The task:
Pick out every line of the data below that contains the string "uniform", and copy each such line in full.
══ Records provided ══
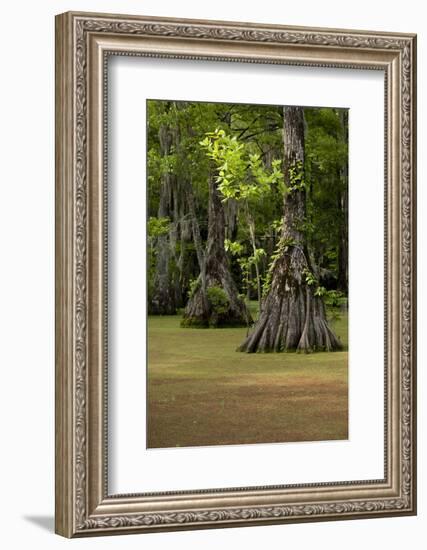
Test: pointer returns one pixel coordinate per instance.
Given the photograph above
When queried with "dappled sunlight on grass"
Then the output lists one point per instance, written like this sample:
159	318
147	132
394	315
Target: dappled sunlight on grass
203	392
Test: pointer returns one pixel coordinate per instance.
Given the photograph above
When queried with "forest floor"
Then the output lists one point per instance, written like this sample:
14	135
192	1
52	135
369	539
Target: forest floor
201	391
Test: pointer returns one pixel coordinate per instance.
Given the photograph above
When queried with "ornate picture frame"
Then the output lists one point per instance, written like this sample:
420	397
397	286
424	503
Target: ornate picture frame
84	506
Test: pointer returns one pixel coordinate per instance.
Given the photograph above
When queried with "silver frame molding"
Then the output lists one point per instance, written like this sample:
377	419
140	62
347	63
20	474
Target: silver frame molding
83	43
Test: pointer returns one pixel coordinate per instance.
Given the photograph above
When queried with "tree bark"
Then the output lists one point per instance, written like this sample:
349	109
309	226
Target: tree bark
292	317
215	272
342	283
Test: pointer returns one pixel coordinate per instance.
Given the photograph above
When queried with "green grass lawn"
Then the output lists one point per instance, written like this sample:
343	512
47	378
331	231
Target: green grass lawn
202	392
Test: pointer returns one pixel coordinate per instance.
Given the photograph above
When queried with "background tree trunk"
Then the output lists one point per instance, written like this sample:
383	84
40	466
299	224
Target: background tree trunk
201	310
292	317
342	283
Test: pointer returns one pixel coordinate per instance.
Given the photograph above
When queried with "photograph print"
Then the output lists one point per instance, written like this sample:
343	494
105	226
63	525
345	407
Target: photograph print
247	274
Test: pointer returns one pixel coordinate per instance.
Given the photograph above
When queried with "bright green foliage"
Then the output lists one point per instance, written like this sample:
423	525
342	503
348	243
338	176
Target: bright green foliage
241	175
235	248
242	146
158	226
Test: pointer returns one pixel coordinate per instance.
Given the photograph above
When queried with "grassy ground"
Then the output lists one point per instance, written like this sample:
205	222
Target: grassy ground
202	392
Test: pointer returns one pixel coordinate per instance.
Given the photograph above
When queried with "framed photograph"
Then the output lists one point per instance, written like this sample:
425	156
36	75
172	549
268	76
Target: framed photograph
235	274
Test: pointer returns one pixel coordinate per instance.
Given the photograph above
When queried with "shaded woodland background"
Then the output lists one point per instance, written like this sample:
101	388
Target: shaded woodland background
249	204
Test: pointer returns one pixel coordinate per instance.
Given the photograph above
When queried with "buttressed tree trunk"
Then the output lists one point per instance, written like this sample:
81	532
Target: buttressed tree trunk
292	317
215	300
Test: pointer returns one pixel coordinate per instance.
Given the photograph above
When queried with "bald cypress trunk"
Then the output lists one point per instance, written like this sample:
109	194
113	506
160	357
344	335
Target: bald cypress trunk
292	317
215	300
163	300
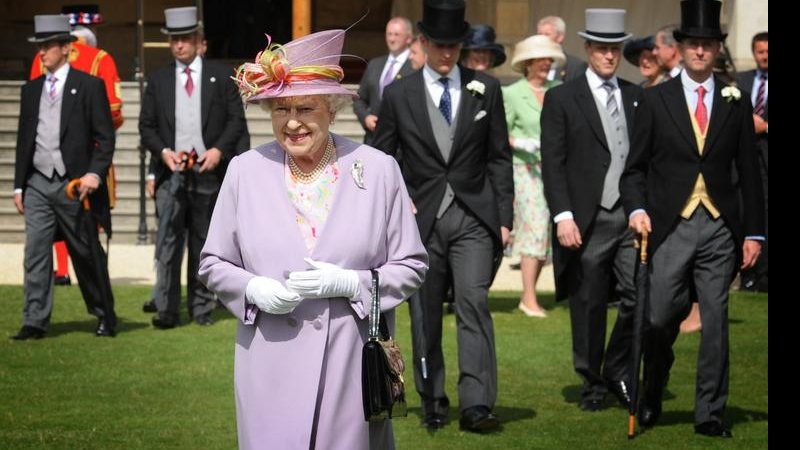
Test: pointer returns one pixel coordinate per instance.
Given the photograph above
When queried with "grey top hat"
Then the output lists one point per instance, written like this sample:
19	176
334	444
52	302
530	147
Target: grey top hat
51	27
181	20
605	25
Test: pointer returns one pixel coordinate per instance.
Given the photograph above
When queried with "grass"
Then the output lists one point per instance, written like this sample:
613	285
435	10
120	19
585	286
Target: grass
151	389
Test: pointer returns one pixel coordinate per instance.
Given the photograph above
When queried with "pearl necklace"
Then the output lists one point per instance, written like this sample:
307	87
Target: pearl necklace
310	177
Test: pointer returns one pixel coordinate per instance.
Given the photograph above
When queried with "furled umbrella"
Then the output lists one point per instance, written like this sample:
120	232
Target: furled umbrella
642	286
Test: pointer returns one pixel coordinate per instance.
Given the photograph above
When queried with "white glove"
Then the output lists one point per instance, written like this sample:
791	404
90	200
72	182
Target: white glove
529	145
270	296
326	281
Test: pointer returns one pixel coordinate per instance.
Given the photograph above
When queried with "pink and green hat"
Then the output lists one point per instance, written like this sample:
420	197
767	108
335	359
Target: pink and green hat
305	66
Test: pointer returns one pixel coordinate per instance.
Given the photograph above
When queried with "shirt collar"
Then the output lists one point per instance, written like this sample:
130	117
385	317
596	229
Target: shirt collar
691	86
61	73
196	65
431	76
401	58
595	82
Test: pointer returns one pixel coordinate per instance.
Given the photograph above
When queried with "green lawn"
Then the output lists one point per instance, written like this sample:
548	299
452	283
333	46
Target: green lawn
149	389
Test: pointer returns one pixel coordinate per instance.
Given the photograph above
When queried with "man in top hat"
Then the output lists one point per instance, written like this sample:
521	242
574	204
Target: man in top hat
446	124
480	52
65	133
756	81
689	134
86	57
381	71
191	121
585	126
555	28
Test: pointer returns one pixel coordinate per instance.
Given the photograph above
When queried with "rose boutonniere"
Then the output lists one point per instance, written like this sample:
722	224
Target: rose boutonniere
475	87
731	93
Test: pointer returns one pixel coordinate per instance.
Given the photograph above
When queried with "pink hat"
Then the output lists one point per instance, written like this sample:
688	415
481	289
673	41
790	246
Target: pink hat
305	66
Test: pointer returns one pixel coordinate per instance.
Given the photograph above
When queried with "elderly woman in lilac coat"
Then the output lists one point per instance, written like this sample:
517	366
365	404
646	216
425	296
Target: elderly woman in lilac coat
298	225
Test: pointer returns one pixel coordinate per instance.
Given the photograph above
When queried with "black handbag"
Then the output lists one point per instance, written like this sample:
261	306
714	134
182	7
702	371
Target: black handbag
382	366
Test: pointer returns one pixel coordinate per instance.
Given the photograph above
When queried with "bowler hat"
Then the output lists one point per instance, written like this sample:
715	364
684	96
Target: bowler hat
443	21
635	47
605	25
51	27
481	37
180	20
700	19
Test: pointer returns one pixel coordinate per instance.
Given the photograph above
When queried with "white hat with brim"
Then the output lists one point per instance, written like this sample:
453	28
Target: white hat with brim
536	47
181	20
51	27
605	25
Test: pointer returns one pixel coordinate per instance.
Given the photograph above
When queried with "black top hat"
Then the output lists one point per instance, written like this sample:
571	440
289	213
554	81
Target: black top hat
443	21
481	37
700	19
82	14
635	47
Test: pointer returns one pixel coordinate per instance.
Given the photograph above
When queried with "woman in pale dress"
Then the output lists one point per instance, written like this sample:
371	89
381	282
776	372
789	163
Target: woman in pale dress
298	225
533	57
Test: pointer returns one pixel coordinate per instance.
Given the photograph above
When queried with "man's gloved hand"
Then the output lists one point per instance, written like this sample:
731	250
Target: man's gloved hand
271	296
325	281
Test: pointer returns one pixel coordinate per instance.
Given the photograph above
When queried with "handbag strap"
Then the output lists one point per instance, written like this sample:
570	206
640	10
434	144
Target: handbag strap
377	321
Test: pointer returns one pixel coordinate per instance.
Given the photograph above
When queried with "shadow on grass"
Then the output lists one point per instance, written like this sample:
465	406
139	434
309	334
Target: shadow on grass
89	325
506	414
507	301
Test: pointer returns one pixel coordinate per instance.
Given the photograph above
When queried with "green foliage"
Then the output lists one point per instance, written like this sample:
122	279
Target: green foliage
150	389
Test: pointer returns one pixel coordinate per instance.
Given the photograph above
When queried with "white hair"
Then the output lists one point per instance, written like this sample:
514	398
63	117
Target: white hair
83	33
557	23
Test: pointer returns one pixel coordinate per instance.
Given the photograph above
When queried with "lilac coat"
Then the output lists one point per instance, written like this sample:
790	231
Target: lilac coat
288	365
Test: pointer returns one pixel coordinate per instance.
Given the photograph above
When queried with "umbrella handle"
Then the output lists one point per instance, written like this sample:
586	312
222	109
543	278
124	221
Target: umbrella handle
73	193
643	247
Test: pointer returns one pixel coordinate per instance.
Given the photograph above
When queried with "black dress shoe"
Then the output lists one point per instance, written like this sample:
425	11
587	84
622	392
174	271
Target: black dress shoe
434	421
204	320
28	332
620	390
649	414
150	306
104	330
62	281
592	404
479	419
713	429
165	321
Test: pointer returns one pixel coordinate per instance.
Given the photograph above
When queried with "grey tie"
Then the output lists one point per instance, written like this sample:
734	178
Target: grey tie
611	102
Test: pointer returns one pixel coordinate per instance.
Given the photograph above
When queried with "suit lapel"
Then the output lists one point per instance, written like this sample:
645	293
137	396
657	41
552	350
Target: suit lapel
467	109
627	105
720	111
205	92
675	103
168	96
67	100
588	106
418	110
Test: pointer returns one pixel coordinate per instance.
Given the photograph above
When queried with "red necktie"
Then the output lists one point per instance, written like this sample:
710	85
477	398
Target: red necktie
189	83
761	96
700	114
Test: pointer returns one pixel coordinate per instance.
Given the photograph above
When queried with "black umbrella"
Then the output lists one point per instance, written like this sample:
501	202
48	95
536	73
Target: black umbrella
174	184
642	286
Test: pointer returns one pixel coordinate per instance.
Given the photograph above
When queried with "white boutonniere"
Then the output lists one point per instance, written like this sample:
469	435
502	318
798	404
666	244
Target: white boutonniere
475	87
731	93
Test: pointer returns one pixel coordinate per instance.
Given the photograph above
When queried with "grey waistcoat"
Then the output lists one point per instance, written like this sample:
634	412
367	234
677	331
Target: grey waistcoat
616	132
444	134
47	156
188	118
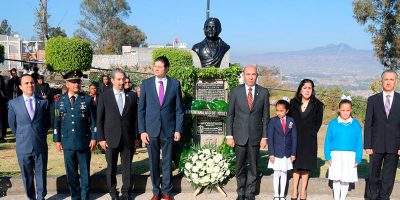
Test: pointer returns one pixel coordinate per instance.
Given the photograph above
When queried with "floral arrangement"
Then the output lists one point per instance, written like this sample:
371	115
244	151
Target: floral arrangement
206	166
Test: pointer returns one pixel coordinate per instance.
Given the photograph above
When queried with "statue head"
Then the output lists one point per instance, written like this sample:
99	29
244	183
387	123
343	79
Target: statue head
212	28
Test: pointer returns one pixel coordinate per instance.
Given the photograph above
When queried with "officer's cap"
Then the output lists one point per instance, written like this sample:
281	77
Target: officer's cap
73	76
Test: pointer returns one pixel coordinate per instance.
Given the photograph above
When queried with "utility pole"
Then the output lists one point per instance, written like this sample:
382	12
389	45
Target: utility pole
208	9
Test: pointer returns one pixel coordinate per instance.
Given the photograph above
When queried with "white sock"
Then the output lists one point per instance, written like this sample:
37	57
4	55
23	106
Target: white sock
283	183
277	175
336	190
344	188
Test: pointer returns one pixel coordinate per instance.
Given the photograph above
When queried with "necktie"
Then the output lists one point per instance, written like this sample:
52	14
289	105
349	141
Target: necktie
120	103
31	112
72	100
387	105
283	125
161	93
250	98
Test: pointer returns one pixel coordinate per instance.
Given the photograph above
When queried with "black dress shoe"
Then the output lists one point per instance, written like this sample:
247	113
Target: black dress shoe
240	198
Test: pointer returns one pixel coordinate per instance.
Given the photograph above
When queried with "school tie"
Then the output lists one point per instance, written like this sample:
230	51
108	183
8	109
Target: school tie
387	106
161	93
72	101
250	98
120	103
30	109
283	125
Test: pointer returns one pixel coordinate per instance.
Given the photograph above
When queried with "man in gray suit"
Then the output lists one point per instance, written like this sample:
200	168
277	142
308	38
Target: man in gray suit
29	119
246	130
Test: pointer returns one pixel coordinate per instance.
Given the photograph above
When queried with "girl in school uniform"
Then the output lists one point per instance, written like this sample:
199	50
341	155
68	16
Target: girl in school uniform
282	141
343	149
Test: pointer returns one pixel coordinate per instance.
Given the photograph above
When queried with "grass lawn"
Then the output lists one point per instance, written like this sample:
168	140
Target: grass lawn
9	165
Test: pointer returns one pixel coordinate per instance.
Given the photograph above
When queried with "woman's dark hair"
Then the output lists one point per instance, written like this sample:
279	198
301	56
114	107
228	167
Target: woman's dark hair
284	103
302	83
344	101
═══
Result of this task:
When queried with "girl in school uniform"
Target: girl in school uniform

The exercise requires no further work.